#### YOUR TASK
Pull out each line of the records that contains the word "white" and copy those lines unchanged.

Start of TASK MATERIAL

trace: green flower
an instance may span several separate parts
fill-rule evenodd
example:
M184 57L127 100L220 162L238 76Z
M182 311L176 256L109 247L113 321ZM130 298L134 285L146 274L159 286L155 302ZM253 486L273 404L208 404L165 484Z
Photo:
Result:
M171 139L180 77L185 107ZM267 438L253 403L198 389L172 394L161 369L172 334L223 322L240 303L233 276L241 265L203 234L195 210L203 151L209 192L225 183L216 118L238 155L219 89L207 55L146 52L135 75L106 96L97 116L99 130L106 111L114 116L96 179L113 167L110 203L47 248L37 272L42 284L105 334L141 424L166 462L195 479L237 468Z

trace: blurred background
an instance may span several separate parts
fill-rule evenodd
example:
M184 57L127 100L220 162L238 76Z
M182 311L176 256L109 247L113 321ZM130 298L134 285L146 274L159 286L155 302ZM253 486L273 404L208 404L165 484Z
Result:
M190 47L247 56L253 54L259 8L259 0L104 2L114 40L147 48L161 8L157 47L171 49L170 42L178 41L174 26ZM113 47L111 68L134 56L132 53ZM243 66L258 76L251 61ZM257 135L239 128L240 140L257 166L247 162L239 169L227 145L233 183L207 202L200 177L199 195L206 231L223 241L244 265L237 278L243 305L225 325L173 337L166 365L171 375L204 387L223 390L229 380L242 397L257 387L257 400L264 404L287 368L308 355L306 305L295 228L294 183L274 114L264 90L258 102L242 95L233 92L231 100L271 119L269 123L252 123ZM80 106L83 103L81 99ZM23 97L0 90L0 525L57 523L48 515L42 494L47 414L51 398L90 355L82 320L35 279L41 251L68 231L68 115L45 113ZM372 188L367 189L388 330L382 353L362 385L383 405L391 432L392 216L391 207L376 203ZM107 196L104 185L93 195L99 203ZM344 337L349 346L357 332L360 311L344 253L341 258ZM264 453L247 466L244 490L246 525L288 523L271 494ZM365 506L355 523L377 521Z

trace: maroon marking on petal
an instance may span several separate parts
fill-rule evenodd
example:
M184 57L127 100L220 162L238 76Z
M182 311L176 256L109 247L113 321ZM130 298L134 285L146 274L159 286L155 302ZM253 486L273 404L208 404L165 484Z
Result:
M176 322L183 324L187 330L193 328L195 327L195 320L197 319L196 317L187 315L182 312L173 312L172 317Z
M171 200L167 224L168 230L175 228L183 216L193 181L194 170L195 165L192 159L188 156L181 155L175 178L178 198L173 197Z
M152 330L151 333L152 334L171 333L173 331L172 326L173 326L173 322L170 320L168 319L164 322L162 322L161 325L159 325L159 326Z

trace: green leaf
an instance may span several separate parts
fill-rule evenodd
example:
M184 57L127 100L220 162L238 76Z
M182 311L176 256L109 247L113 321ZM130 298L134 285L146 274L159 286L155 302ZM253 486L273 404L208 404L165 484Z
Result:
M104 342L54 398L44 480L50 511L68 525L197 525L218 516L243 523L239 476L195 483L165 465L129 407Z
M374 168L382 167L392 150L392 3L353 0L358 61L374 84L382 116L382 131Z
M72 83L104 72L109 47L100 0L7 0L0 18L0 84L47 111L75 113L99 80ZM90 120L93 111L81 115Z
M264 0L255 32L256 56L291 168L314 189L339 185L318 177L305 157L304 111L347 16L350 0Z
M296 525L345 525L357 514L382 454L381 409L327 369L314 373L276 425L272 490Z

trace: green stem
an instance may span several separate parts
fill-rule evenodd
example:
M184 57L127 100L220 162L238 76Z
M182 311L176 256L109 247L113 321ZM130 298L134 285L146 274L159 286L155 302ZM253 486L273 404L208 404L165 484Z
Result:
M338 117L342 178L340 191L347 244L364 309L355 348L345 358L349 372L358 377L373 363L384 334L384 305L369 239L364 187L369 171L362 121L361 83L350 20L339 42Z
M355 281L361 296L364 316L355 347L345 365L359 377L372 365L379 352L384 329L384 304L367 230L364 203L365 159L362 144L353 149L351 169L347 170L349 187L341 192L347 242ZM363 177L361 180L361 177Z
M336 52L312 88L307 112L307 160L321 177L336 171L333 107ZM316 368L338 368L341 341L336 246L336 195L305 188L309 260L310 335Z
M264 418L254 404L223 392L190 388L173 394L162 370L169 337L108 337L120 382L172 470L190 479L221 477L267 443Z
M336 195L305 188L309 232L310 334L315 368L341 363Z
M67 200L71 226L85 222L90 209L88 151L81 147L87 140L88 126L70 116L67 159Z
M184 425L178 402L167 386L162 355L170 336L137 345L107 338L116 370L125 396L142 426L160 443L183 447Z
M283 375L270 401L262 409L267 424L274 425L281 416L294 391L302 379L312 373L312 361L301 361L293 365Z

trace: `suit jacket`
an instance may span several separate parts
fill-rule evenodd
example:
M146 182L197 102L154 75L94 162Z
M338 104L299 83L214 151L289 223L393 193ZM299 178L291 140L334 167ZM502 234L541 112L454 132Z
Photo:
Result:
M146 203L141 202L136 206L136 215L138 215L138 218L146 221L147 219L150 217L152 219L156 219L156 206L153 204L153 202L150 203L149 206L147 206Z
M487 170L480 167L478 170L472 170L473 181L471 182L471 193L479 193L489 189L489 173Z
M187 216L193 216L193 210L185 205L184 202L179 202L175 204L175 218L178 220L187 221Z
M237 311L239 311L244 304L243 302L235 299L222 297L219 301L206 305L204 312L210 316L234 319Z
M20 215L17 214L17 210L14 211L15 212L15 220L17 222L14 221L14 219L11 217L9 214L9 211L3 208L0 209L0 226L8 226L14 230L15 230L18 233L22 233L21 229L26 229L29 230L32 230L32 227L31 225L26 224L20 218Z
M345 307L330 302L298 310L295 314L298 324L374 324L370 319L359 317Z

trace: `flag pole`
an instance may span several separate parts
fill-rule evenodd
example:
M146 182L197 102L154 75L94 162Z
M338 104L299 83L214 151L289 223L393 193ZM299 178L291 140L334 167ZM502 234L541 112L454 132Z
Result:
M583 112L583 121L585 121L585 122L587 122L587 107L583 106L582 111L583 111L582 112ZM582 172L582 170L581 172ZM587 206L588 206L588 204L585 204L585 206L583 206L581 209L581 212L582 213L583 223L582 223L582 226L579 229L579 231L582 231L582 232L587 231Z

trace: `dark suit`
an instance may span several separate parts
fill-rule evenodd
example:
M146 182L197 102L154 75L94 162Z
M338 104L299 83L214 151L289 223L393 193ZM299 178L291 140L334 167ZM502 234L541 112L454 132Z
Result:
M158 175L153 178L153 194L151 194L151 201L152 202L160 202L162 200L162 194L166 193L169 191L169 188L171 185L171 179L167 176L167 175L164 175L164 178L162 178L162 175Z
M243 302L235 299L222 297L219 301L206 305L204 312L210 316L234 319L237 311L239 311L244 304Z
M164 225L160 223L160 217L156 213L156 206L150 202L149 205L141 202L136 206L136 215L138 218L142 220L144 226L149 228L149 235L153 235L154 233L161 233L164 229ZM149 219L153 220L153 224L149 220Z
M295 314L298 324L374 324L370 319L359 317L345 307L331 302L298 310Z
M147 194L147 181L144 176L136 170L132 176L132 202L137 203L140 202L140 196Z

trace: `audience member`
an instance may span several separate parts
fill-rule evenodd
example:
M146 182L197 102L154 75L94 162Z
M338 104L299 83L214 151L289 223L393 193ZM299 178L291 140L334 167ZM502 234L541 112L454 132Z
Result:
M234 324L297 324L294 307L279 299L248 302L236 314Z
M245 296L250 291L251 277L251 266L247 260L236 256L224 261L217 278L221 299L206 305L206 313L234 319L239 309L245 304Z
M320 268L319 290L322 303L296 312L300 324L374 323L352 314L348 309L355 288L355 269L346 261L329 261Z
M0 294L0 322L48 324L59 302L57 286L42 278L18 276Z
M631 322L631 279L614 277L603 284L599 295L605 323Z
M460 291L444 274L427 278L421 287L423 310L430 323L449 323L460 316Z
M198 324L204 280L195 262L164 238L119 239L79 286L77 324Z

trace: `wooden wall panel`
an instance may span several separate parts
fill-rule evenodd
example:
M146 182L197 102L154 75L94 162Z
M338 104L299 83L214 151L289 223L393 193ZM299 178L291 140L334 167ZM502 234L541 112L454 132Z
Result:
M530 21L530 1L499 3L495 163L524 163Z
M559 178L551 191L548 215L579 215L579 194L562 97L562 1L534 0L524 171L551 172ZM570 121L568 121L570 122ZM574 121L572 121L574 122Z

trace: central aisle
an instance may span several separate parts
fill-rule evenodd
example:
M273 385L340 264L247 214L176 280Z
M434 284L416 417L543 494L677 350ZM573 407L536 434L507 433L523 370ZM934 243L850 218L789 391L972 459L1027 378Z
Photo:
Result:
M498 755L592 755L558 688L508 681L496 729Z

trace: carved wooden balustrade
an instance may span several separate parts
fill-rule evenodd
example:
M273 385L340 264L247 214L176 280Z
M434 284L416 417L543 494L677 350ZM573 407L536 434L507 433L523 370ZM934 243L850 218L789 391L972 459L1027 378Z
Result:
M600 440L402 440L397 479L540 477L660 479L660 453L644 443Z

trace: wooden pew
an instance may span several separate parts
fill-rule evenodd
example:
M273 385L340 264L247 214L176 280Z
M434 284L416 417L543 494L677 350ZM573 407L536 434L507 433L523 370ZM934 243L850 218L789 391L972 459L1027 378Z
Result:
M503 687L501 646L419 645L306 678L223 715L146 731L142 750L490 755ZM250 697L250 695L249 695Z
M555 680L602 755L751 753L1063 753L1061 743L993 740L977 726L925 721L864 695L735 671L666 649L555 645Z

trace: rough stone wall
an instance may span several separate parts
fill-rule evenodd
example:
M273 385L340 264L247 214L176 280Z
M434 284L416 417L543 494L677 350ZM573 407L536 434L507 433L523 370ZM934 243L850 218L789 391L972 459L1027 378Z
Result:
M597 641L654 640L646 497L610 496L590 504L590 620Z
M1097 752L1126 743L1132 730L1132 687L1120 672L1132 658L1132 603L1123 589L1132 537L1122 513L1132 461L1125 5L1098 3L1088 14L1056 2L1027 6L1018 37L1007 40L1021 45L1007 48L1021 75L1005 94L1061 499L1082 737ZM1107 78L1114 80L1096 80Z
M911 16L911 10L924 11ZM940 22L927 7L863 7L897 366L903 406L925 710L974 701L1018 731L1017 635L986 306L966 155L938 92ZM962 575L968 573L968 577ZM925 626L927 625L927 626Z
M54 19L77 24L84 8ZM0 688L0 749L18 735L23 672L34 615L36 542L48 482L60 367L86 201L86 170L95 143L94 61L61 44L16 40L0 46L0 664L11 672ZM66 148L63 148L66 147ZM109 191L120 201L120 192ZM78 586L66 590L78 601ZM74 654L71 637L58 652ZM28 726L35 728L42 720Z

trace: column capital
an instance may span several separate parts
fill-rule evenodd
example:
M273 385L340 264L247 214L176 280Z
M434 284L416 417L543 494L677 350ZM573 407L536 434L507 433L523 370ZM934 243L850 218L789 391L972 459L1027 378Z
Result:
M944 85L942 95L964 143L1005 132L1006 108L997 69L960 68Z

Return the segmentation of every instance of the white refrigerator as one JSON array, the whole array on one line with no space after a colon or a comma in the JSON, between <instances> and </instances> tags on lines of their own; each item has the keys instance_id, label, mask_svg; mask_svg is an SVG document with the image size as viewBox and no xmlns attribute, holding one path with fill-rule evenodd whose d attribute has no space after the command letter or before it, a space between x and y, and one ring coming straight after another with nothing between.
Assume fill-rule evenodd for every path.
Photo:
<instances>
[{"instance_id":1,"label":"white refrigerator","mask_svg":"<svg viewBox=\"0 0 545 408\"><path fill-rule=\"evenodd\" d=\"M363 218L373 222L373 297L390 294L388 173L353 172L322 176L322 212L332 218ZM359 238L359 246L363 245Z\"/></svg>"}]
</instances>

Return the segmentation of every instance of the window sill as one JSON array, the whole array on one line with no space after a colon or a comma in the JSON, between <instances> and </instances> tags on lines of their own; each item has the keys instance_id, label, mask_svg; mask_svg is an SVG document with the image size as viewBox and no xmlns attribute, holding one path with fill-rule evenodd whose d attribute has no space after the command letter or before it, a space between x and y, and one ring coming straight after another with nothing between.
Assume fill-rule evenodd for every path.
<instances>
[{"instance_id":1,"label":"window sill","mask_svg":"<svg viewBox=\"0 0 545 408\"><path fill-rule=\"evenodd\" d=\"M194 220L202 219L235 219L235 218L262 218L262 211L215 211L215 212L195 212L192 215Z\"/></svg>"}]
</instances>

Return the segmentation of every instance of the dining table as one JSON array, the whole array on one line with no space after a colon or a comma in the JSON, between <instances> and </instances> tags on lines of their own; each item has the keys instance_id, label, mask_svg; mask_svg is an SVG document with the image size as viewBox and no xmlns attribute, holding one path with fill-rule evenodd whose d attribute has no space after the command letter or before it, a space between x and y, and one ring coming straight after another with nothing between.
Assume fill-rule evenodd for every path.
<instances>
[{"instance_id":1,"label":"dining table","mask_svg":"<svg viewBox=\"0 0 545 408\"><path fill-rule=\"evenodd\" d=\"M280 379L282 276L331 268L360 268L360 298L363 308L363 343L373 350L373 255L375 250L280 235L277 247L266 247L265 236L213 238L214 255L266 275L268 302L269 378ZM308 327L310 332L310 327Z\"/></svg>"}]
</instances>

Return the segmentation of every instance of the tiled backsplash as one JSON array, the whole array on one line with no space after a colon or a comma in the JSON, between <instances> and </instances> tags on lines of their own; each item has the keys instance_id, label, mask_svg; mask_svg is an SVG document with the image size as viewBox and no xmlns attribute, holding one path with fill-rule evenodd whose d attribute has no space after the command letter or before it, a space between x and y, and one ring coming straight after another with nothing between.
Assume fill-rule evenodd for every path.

End of TASK MATERIAL

#### RESPONSE
Return the segmentation of every instance of the white refrigerator as one JSON array, the whole array on one line with no space after a colon or a comma in the JSON, between <instances> and </instances> tags on lines of their own; each item has the keys instance_id, label, mask_svg; mask_svg is an SVG document with the image size as viewBox and no xmlns attribute, holding one path with fill-rule evenodd whose d attribute has no space after the command letter or before it, a space between x and y, and one ring coming straight after another with nothing between.
[{"instance_id":1,"label":"white refrigerator","mask_svg":"<svg viewBox=\"0 0 545 408\"><path fill-rule=\"evenodd\" d=\"M363 218L373 222L373 297L390 294L388 173L353 172L322 176L322 212L332 218ZM359 238L359 246L363 245Z\"/></svg>"}]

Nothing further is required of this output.